## Input data
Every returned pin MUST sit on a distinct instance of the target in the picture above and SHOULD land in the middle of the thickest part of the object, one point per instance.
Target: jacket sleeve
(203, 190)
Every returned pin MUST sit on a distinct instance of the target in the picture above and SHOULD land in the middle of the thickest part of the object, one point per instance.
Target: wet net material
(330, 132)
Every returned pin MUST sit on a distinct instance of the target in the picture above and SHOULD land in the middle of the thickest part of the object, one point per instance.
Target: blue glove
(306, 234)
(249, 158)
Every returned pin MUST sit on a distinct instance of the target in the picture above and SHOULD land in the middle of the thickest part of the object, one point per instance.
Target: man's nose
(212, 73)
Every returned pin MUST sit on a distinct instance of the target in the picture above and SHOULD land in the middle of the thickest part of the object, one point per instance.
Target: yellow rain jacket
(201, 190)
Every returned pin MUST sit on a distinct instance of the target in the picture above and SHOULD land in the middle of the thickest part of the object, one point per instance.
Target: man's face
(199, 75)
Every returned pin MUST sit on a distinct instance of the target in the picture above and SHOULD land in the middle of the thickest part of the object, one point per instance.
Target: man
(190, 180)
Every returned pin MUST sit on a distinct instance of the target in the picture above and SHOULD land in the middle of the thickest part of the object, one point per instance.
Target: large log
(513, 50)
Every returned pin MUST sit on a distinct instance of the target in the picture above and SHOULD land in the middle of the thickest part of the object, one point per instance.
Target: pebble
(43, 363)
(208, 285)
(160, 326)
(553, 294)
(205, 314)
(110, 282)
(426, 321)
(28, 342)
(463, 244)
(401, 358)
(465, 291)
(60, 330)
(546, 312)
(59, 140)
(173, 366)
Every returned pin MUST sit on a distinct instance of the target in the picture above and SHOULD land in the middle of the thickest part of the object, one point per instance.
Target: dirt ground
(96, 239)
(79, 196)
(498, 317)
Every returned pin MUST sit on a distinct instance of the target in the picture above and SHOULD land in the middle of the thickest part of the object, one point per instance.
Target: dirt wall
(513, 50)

## Task
Exactly as they are written, print the entries again.

## Worked solution
Every returned pin MUST sit on a distinct instance of the target in the picture above and SHOULD land in the middle of the thickest part of the object, one point per instance.
Target: jacket sleeve
(203, 190)
Every returned pin MUST sit on a distinct instance of the target in the picture above and SHOULD land in the middle of the thickest part of the object, one point per instance.
Target: wet net material
(330, 132)
Every returned pin MUST sit on a distinct instance of the target in the picture above and SHOULD land in the middle of the thickest part of the object, one point per instance.
Target: blue glove
(306, 234)
(249, 158)
Every returned pin MUST sit on a distinct instance of the target in the picture above and SHOULD land in the middle of the thickest part of the object, one point per instance.
Target: man's nose
(212, 73)
Every returned pin MUST sit on a distinct instance of the target in the picture above and SHOULD land in the middle of the thickest part of the object, one point per instance.
Target: yellow rain jacket
(201, 190)
Every returned pin MUST sit on a distinct instance of the target in the picture above and SHOULD land in the middle of the thickest part of the object, one point per instance.
Target: man's face
(199, 75)
Every returned pin MUST sit on a distinct instance of the target in the picture above and SHOULD land in the middle of the thickest part of the object, one point per instance.
Target: man
(190, 180)
Every returned pin MUST sit on a distinct instance of the target in the picture above and SHOULD land in the middle of the thickest part of the object, one point per instance.
Target: large log
(513, 50)
Every returned pin MUST sit on a distinct instance of the target in the picture above and SHOULD land in the middle of the thickest part of the object, one point per instance.
Target: pebble
(43, 363)
(208, 285)
(160, 326)
(553, 294)
(205, 314)
(110, 282)
(426, 321)
(28, 342)
(463, 244)
(401, 358)
(465, 291)
(60, 330)
(546, 312)
(59, 140)
(173, 366)
Every returned pin MUST sit on a distinct instance of the target in the picture above and SHOULD land in the middle of the thickest part of the object, one point per instance.
Target: dirt ground
(96, 239)
(79, 196)
(498, 317)
Every returned pin MUST sit on a distinct instance of the target in the picture above and SHOULD land in the middle of the thickest part of the object, one point per instance.
Target: dirt wall
(513, 50)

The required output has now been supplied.